**ACTION ITEM A**
In the text on euthanasia, what did the intensive care doctor William Husel give some of his patients?
**ACTION ITEM B**
Continue the text on euthanasia from where it stops.

With euthanasia, a terminally ill person can help their relatives to survive grief faster and easier. At the same time, the patients save a family from the burden of caring for them, and themselves from the torment of conscience because they take many strength and time. Moreover, the economic factor plays a vital role in this matter. Although money should not be the main thing in a person’s life, it still has a significant impact. The treatment and maintenance of incurable patients require a lot of funds from relatives and the state.
There is another argument: it is better to resolve and carefully control than to keep under ban what is still happening. It is not uncommon for doctors to arbitrarily kill a non-viable patient, wanting to relieve him of her suffering. By the will of the patient or not, it is impossible to establish as a rule. For example, in 2018, it was discovered that the intensive care doctor William Husel, gave some of his patients a hefty dose of painkillers, thereby causing their death. Over three years, he killed nearly 27 near-death patients in this way (Viviano and Sullivan). Although such cases do not occur often, they are still there and are difficult to trace.

**INPUT DATA**
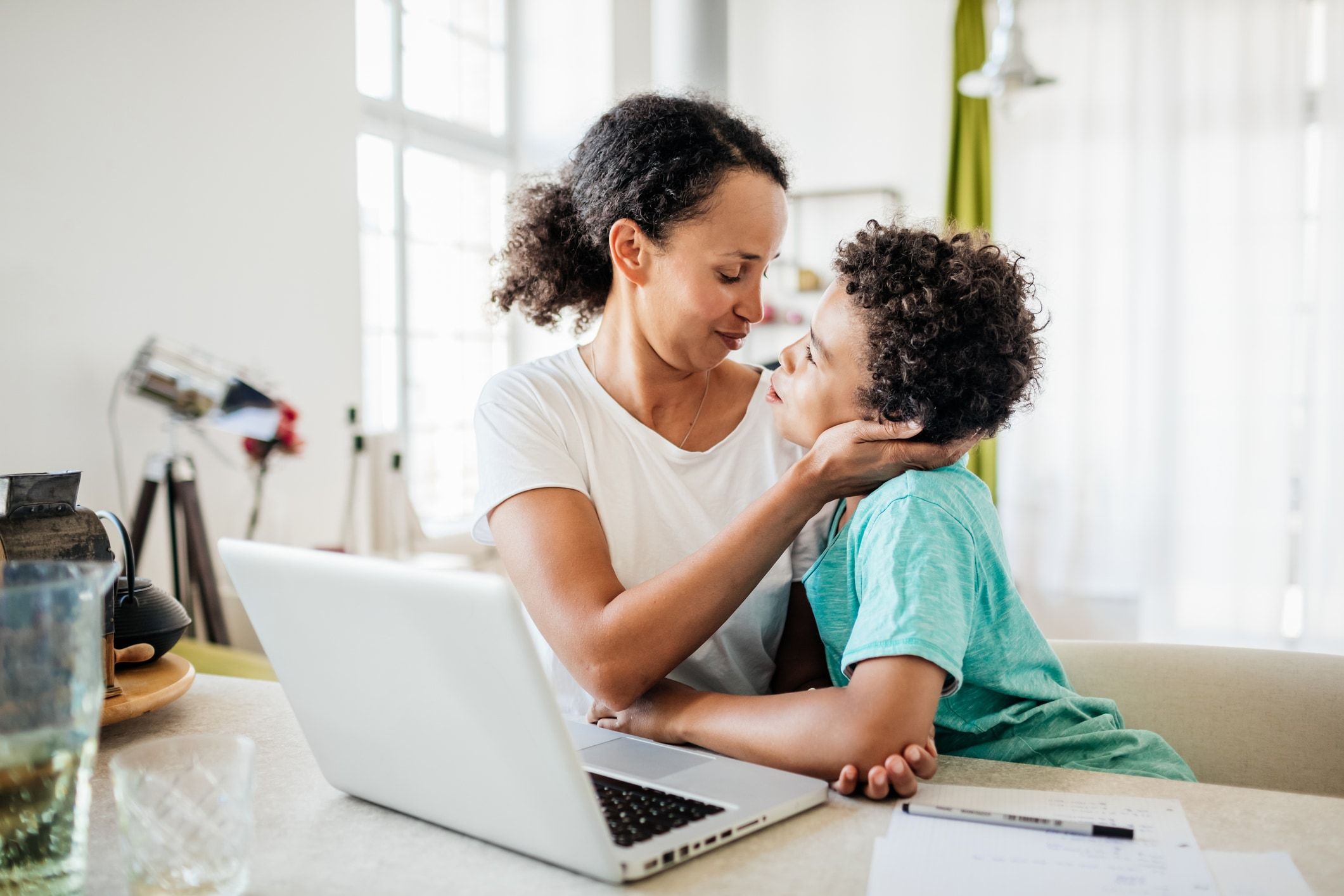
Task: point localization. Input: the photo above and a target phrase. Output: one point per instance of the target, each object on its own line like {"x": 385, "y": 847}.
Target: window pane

**EXPECTED OUTPUT A**
A hefty dose of painkillers, which caused their death.

**EXPECTED OUTPUT B**
Thus, the main arguments of euthanasia opponents are based on the fact that life is a good and higher value. However, life is a pleasure when it is meaningful, and suffering does not outweigh enjoyment from it. To avoid abuse of this procedure, clear rules and terms must be established, but incurable patients should have a chance of making such a decision. Freedom of choice will allow a person to maintain his or her dignity and leave this life on their own terms.
Viviano, JoAnne, and Lucas Sullivan. “Cases of Health-Care Providers Intentionally Harming Patients are Rare.” The Columbus Dispatch, 2019, Web.